**What you are asked to do:**
Please reproduce the items starting with the line containing "Return the mask of every instance of the concrete" and going on through the line containing "254], [174, 256]]", substituting "upper-left corner" for "top-left corner" and leaving everything else unchanged.

- - - - -

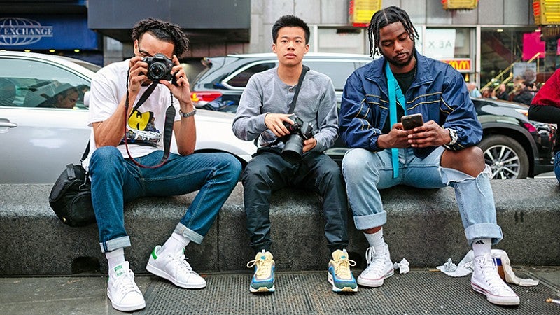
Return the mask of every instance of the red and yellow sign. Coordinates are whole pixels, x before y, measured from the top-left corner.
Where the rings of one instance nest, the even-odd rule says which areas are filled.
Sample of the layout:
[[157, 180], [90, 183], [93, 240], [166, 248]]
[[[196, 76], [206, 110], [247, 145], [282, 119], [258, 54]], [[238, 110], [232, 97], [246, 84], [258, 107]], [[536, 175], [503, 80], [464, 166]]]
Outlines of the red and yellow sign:
[[381, 10], [382, 0], [351, 0], [348, 6], [350, 22], [357, 27], [370, 25], [373, 13]]
[[471, 72], [470, 59], [463, 58], [455, 58], [447, 59], [440, 59], [442, 62], [445, 62], [452, 66], [459, 72]]
[[473, 9], [478, 0], [442, 0], [444, 10]]

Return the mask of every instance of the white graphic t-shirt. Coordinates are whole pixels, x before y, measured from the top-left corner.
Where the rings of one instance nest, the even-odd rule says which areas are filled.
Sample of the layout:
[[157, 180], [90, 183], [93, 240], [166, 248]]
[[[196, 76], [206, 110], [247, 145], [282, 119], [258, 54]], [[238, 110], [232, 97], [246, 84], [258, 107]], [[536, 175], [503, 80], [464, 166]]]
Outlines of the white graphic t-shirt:
[[[99, 70], [94, 76], [90, 92], [89, 126], [91, 127], [93, 122], [104, 121], [111, 117], [117, 109], [120, 100], [126, 96], [128, 64], [129, 60], [125, 60], [109, 64]], [[130, 104], [129, 106], [134, 108], [147, 89], [148, 86], [142, 87], [134, 103]], [[125, 136], [129, 151], [133, 158], [144, 156], [157, 150], [163, 150], [165, 111], [171, 104], [172, 97], [176, 109], [174, 120], [178, 120], [181, 119], [178, 115], [178, 101], [171, 95], [169, 90], [162, 84], [158, 84], [148, 99], [128, 118]], [[124, 132], [124, 123], [122, 130]], [[96, 148], [94, 135], [92, 130], [90, 156]], [[120, 150], [123, 157], [128, 158], [124, 137], [117, 148]], [[85, 167], [88, 162], [89, 157], [84, 161]]]

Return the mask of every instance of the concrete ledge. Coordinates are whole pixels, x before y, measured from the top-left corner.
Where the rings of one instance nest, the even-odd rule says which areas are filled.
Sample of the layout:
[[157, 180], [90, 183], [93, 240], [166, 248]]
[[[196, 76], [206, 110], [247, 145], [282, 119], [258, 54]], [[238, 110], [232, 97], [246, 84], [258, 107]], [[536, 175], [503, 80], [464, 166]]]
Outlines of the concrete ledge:
[[[0, 275], [70, 274], [106, 272], [97, 225], [70, 227], [49, 206], [51, 185], [0, 184]], [[498, 222], [505, 250], [514, 265], [560, 265], [560, 187], [555, 179], [494, 180]], [[388, 212], [384, 227], [391, 258], [405, 258], [414, 267], [435, 267], [447, 258], [456, 262], [470, 249], [451, 188], [417, 190], [396, 187], [382, 191]], [[125, 220], [132, 246], [127, 259], [136, 273], [150, 252], [161, 244], [183, 216], [195, 194], [144, 198], [127, 204]], [[319, 198], [285, 189], [271, 204], [272, 253], [278, 270], [321, 270], [328, 262]], [[349, 217], [351, 258], [365, 265], [368, 245]], [[245, 230], [243, 188], [239, 184], [202, 244], [190, 244], [186, 254], [195, 270], [248, 270], [253, 258]]]

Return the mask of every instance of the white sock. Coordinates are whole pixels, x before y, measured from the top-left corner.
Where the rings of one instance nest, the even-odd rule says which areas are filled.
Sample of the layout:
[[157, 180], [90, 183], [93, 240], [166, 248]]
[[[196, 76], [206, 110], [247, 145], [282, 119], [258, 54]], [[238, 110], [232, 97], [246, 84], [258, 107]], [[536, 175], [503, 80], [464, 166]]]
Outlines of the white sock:
[[364, 233], [365, 239], [370, 246], [373, 246], [375, 249], [375, 253], [384, 253], [385, 252], [385, 239], [383, 238], [383, 227], [379, 231], [373, 234]]
[[125, 260], [125, 248], [118, 248], [108, 251], [105, 253], [105, 257], [107, 258], [109, 270], [126, 261], [126, 260]]
[[490, 239], [479, 239], [472, 241], [472, 251], [475, 257], [483, 256], [491, 253], [492, 240]]
[[183, 251], [190, 242], [190, 239], [174, 232], [163, 244], [158, 255], [169, 254], [174, 256]]

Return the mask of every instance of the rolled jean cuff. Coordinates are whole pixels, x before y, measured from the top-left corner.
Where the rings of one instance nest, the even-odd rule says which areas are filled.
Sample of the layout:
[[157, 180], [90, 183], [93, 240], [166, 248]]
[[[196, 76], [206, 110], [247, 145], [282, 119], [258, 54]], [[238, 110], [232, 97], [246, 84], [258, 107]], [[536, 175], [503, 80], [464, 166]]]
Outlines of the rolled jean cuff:
[[102, 253], [123, 248], [130, 246], [130, 237], [129, 236], [117, 237], [114, 239], [109, 239], [107, 241], [99, 243], [99, 246], [101, 246]]
[[204, 239], [204, 237], [190, 230], [181, 223], [177, 224], [177, 226], [175, 227], [174, 232], [184, 236], [199, 245], [202, 242], [202, 239]]
[[492, 239], [492, 245], [498, 244], [503, 238], [502, 228], [495, 223], [473, 224], [465, 229], [468, 245], [472, 246], [475, 239]]
[[386, 211], [367, 216], [354, 216], [354, 224], [358, 230], [368, 230], [372, 227], [382, 226], [387, 222], [387, 213]]

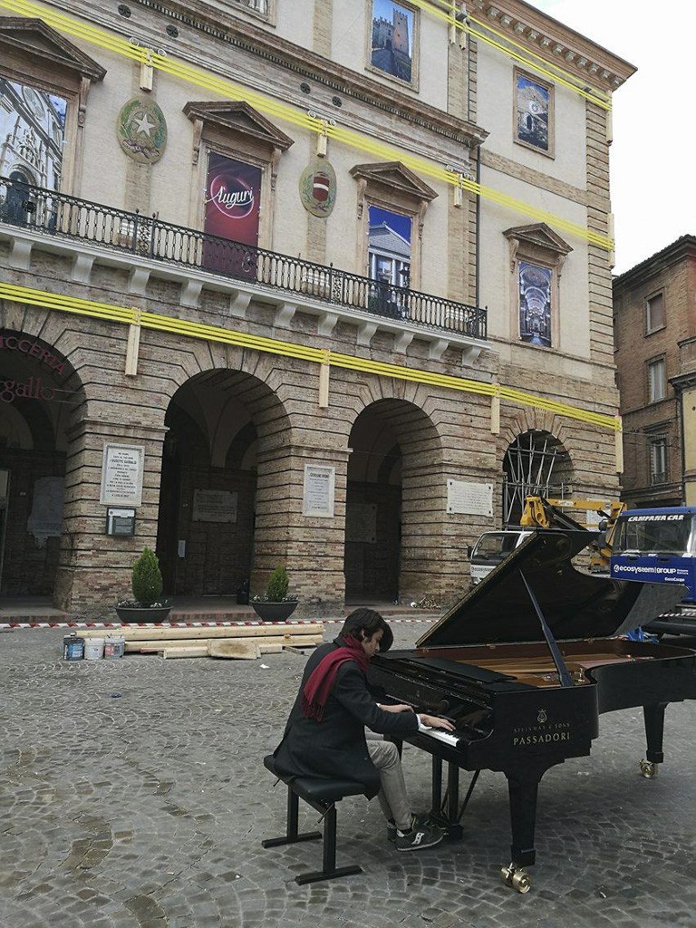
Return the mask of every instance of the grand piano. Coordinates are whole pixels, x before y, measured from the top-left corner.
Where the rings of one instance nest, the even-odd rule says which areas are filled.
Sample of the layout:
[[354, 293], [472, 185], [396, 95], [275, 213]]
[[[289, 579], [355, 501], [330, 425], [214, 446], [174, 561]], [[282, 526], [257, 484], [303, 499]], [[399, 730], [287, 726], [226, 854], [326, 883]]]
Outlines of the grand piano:
[[[531, 535], [423, 635], [412, 651], [370, 662], [383, 698], [449, 718], [408, 741], [432, 758], [432, 811], [450, 838], [482, 769], [508, 779], [511, 860], [504, 881], [527, 892], [535, 863], [539, 781], [569, 757], [589, 754], [601, 713], [642, 706], [647, 750], [640, 772], [664, 760], [664, 710], [696, 698], [696, 651], [621, 638], [669, 610], [681, 586], [612, 580], [571, 560], [587, 533]], [[443, 793], [443, 765], [446, 787]], [[459, 769], [473, 772], [459, 804]]]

- - - - -

**Exercise solution:**
Return the mask of every instance of the concrete ledge. Coordinates are whole pixels, x before y, measured from the upper-left corner.
Where the rings of one instance nest, the even-odd rule says which areas are filled.
Sample of the layout:
[[157, 180], [90, 183], [93, 240], [166, 248]]
[[[196, 76], [206, 110], [247, 145], [282, 119], [258, 54]], [[238, 110], [232, 97], [246, 84], [258, 107]], [[536, 175], [503, 80], [464, 166]]]
Outlines of the concrete ledge:
[[[0, 275], [70, 274], [106, 272], [97, 225], [70, 227], [49, 206], [51, 185], [0, 184]], [[498, 222], [505, 250], [514, 265], [560, 265], [560, 187], [555, 179], [494, 180]], [[388, 212], [384, 227], [391, 258], [405, 258], [414, 267], [435, 267], [447, 258], [456, 262], [470, 249], [451, 188], [417, 190], [396, 187], [382, 191]], [[125, 220], [132, 246], [127, 259], [136, 273], [150, 252], [161, 244], [183, 216], [195, 194], [144, 198], [127, 204]], [[319, 198], [285, 189], [271, 204], [272, 253], [278, 270], [321, 270], [328, 262]], [[349, 217], [351, 258], [365, 265], [368, 245]], [[245, 230], [243, 188], [239, 184], [202, 244], [190, 244], [186, 254], [195, 270], [248, 270], [253, 258]]]

Return the mask of every instance of the white sock. Coordinates are whole pixels, x before y, measured from the upper-left corner.
Where the rings of one instance nest, the even-odd rule says which areas are filled.
Sample of the layout:
[[157, 180], [90, 183], [93, 240], [166, 248]]
[[[196, 76], [206, 110], [247, 145], [282, 119], [258, 54]], [[238, 110], [232, 97], [246, 84], [258, 107]], [[536, 175], [503, 80], [464, 166]]]
Outlines of the white sock:
[[364, 233], [365, 239], [370, 246], [373, 246], [375, 249], [375, 253], [384, 253], [385, 252], [385, 239], [383, 238], [383, 227], [379, 231], [373, 234]]
[[125, 260], [125, 248], [118, 248], [108, 251], [105, 253], [105, 257], [107, 258], [109, 270], [126, 261], [126, 260]]
[[490, 239], [479, 239], [472, 241], [472, 251], [475, 257], [483, 256], [491, 253], [492, 240]]
[[183, 251], [190, 242], [190, 239], [174, 232], [163, 244], [158, 255], [169, 254], [174, 256]]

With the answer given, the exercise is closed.